> Document text
▬▬▬

Sales mix: definition, formulas and how to calculate it

Sales Mix
Topics
What is sales mix?
Why do companies need to understand their sales mix?
How to calculate sales mix to hit revenue goals
How to keep track of your sales mix
How to improve your sales mix
Final thoughts

Calculating sales mix helps your company determine the ratio of products or services it sells.

It’s a crucial exercise that helps you invest more resources and energy in the most profitable products and identify missed opportunities.

In this article, we’ll explain how to calculate, track and improve your sales mix simply and accurately to become more profitable.


What is sales mix?

For companies with multiple products, sales mix calculations determine the proportion of each product sold. Depending on your calculations, sales mix can help you determine the most to least profitable product and whether you sell enough of each to reach your sales targets.

If a company sells 100 units of Product A and 200 units of Product B, the basic sales mix is 33.33% of Product A and 66.67% of Product B. You could also say the sales mix ratio is 1:2.

Companies use sales mix as a tool to maximize profitability and ensure they allocate resources to the right products.

Suppose you run a B2B (business-to-business) model that sells five services. Sales mix calculations can help you determine:

  • How much revenue each service or product line brings in

  • How different actual sales were from budgeted estimations

  • How variable costs (e.g., materials or labor) have impacted sales

Using this information, you can understand whether you sell enough of each individual product or service to meet your revenue targets. You can also adjust your sales, marketing and pricing strategies to account for any disparities.

Why do companies need to understand their sales mix?

A company’s sales mix helps it understand which products or departments generate the most profit and whether its sales teams meet sales goals.

▬▬▬

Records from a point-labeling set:

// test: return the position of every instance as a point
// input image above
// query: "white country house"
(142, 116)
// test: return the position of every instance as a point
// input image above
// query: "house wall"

▬▬▬

> Task instructions
• 1. Rewrite the sales mix article from "Sales mix: definition, formulas" up to and including "identify missed opportunities.", changing "profitable" to "lucrative".
• 2. Pick up the sales mix article after its final sentence and keep writing it.

> Responses by task
• 1.
Sales mix: definition, formulas and how to calculate it

Sales Mix
Topics
What is sales mix?
Why do companies need to understand their sales mix?
How to calculate sales mix to hit revenue goals
How to keep track of your sales mix
How to improve your sales mix
Final thoughts

Calculating sales mix helps your company determine the ratio of products or services it sells.

It’s a crucial exercise that helps you invest more resources and energy in the most lucrative products and identify missed opportunities.

• 2.
Every company has limited time to create, market and sell products, so making smart decisions and focusing on the right products can make you more money.

Let’s say you produce and sell two types of bespoke office furniture. You’re in a competitive market with only a small team, so you must optimize every hour.

Your two products are:

  • Product A: High-end ergonomic chairs designed for maximum comfort and support during long working hours

  • Product B: Customizable modular desks that customers can easily reconfigure for any space

Your ergonomic office chairs comprise 33% of your total sales mix and 45% of your revenue. Your more popular modular desks are 67% of your sales mix and 55% of your revenue.

Your ergonomic office chairs have a higher profit margin. However, they’re also more complex and time-intensive to make. Your modular desks have a lower production time per unit.

Calculating the sales mix shows that you don’t always need to sell more of your most expensive products to become more profitable. Instead, it can direct your sales team’s focus to the right products.

Sales mix information helps business owners and leaders visualize and more accurately assign future budgets and resources to products that positively impact their bottom line.

Sales mix: How Pipedrive can help visualize products that impact the bottom line


For larger businesses with expansive product lines, the number of units to sell to make a profit may constantly change depending on internal updates (e.g., product innovation) and external factors (e.g., seasonal trends).

Constant fluctuations like these make it even more crucial to assess your sales mix regularly, such as quarterly, to ensure accuracy. If you have a lot of products, you may need to calculate your sales mix monthly or even weekly.

How to calculate sales mix to hit revenue goals

To calculate sales mix more accurately, you need to understand profit margins, contribution margins and positive and negative variance.

Let’s break down each of these calculations.

Note: Use the formulas below as a sales mix calculator to create benchmarks unique to your business that your sales team can work to improve on.


Profit margin formula

Before calculating the sales mix, you need to understand each product’s profit margin – each product’s profit divided by its sale price. After deducting costs from the sale, the final percentage represents what your company makes.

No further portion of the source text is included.